• SELECTED EXCERPT
┌──

Maverick Life

Maverick Life

Pieter-Dirk Uys: Eish! Still a Struggle.

Pieter-Dirk Uys: Eish! Still a Struggle.

We meet in a sunny, bustling eatery in the near-in suburbs. Pieter-Dirk Uys is back in Johannesburg again, preparing for performances in May at the Theatre on the Square. The man has already been an institution for 40 years and somehow his humour, his energy and his moral outrage never seem to flag. Today is no exception. By J BROOKS SPECTOR.

Speaking about his upcoming show, this time around, it seems a kind of theatrical interpretation of Heisenberg’s uncertainty principle – if the audience touches it, it changes. He explains that, traditionally, in his shows, he starts out wearing a jacket and trousers and ends up in a dress – a sly, sideways nod of recognition for one of his most enduring and best-loved stage characters – Evita Bezuidenhout. Evita is his alter ego, the former Ambassatrix to Bopetikosweti, who has, through all these years, spoken those uncomfortable, awkward truths to power in the most politically incorrect possible way.

But this time, Uys explains, the show is different. In was in an earlier version at the Grahamstown National Arts Festival last year, then it was performed in Cape Town, and now, finally, it is about to go on stage in Johannesburg. It is a risky project. Stacked on stage are 16 boxes. Each contains a different set of costumes and props while the accompanying stories and routines are locked away in Uys’s own fertile mind. As he describes the arrangement, he has three-and-a-half hours of show material potentially available on stage. But, it is up to the audience to decide which ones are picked and that he will perform – and in what order. Beyond picking the material, the audience is making Uys’s choices for him – and thus influencing how the show’s different elements will actually relate to each other for the 90 minutes he will perform each night. And each night will be different, depending on what the audience selects.

└──

• ENTRIES SHOWN

┌──

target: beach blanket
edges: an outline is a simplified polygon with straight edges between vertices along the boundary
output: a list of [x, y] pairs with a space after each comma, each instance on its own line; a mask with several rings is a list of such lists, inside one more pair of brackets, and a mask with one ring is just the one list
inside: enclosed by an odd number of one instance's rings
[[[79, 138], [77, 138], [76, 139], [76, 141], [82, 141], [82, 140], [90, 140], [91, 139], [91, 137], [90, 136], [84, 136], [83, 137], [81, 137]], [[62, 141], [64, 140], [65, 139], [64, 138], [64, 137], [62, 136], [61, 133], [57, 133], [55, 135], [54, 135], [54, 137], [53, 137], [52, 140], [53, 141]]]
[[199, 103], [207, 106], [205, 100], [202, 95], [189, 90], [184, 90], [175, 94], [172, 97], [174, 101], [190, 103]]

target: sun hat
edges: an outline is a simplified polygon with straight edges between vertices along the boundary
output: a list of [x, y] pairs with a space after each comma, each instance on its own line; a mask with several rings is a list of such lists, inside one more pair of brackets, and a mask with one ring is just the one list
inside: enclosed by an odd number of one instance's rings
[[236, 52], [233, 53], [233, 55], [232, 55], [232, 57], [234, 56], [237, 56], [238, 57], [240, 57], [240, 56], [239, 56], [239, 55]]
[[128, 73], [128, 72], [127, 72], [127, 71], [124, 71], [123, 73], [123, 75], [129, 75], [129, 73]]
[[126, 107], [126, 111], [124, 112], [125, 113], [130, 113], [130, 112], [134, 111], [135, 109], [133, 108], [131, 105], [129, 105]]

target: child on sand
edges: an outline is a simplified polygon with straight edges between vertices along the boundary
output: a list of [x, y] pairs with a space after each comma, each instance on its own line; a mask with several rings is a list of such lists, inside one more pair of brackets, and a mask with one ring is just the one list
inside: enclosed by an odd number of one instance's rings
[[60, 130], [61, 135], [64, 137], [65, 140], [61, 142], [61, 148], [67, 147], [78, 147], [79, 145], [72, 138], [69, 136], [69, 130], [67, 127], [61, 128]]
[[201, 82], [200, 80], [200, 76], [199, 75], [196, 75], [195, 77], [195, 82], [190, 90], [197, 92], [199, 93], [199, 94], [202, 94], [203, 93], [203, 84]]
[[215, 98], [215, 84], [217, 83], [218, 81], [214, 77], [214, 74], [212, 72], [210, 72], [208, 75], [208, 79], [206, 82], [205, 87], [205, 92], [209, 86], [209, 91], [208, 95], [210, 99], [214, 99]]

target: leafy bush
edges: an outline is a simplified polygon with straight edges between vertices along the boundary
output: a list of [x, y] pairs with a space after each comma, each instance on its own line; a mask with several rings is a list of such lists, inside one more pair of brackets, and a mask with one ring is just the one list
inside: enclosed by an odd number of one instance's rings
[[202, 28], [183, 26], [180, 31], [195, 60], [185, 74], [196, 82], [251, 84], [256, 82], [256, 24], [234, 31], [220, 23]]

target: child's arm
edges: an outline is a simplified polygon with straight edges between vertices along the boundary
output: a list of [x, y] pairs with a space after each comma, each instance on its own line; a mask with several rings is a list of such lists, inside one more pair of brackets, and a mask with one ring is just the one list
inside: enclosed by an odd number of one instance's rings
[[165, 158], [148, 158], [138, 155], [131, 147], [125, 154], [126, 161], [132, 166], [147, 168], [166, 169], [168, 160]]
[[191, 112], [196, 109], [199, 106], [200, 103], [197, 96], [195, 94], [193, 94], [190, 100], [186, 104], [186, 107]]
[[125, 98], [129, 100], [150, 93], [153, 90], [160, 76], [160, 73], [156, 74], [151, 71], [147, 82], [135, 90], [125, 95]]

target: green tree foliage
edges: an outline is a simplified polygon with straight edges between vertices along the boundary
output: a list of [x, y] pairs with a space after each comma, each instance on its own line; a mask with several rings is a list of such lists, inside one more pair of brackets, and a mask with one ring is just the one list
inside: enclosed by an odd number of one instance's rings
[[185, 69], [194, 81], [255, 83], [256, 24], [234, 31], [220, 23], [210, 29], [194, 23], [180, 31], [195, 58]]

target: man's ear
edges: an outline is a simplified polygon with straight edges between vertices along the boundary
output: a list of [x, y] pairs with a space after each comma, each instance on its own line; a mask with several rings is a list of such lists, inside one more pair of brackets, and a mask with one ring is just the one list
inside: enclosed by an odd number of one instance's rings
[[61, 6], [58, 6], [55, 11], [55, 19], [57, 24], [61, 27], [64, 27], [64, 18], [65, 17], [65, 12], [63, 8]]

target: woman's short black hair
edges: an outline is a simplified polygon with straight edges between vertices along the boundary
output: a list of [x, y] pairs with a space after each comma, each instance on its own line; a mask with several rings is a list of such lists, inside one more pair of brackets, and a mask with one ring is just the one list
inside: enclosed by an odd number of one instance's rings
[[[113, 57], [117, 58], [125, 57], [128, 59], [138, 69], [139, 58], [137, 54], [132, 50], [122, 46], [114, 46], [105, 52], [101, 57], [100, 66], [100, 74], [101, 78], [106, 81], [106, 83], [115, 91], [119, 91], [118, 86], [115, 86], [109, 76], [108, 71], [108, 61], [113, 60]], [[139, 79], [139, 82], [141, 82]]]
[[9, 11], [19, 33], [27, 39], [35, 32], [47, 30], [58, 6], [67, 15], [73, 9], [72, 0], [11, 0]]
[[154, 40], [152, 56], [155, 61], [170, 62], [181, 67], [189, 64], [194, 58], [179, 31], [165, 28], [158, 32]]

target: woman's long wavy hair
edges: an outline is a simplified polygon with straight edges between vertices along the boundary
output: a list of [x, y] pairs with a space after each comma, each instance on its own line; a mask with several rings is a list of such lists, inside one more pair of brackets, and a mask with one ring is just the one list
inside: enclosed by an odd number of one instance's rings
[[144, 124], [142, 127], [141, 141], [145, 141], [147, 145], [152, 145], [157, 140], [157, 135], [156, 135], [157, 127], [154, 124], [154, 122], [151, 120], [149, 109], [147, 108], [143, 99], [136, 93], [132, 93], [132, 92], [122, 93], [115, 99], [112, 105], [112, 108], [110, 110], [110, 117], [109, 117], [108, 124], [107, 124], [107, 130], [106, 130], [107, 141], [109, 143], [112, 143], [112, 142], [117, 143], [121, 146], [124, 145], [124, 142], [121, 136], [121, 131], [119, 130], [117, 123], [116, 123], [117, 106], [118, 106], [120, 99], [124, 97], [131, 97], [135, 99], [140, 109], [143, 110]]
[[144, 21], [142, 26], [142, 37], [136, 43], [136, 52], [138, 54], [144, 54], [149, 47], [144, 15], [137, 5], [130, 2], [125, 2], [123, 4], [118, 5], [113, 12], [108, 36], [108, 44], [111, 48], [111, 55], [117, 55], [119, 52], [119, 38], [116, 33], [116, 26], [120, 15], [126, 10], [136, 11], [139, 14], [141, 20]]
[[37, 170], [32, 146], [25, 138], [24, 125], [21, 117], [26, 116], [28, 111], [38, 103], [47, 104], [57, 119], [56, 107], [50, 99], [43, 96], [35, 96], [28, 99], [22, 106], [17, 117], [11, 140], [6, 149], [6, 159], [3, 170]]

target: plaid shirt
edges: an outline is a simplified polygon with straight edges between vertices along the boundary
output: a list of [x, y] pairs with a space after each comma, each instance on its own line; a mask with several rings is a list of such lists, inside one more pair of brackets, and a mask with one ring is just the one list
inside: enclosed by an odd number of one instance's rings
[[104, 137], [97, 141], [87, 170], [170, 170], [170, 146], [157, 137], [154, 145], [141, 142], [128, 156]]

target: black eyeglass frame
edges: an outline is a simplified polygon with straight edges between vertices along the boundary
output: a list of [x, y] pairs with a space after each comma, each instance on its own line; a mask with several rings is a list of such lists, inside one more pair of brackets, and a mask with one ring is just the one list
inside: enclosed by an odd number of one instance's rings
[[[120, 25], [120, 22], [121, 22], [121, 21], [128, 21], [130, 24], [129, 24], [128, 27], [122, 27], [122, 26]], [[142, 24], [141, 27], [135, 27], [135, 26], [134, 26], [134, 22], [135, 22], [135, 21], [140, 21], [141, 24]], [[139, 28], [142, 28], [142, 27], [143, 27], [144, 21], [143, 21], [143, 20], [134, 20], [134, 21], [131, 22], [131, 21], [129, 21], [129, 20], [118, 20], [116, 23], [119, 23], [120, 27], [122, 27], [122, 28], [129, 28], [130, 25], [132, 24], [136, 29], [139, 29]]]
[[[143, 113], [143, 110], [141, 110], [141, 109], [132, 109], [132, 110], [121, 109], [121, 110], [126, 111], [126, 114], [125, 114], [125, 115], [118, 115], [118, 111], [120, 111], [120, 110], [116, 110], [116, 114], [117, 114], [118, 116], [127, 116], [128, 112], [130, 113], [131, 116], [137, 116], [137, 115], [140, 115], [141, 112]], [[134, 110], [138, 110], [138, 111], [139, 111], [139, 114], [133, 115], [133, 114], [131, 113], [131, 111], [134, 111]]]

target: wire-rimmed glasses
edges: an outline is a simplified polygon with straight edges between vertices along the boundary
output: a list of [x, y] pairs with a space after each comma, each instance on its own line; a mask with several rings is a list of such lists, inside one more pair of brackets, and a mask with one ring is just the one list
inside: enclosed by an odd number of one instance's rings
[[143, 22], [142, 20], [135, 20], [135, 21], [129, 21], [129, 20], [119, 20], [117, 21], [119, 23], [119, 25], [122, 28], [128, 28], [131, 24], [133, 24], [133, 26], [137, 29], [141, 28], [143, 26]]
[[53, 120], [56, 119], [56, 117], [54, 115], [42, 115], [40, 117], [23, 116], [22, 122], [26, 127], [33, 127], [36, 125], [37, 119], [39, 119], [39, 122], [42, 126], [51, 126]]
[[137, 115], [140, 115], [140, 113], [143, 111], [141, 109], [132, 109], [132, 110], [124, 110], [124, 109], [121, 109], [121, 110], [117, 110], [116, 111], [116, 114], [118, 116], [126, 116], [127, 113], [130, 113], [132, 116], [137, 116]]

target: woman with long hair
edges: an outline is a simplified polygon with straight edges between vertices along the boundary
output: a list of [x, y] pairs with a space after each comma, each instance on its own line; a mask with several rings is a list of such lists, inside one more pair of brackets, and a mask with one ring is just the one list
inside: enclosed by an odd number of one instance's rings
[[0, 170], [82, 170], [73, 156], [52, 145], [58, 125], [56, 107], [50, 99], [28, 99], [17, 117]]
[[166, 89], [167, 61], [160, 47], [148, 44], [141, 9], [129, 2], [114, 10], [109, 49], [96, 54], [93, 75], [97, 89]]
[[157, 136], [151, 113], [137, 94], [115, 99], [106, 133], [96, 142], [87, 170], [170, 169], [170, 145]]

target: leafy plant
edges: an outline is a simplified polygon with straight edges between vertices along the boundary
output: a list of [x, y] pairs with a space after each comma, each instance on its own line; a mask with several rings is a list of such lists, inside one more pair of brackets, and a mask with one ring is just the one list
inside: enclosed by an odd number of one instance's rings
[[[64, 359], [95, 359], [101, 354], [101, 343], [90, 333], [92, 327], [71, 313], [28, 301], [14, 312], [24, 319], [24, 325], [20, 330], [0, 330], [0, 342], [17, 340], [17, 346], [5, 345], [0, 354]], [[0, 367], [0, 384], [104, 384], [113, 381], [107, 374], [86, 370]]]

└──

• WHAT YOU HAVE TO DO
From the profile of Pieter-Dirk Uys, list every city where his new show has been or will be staged.

• WRITTEN REPLY
Grahamstown, Cape Town, Johannesburg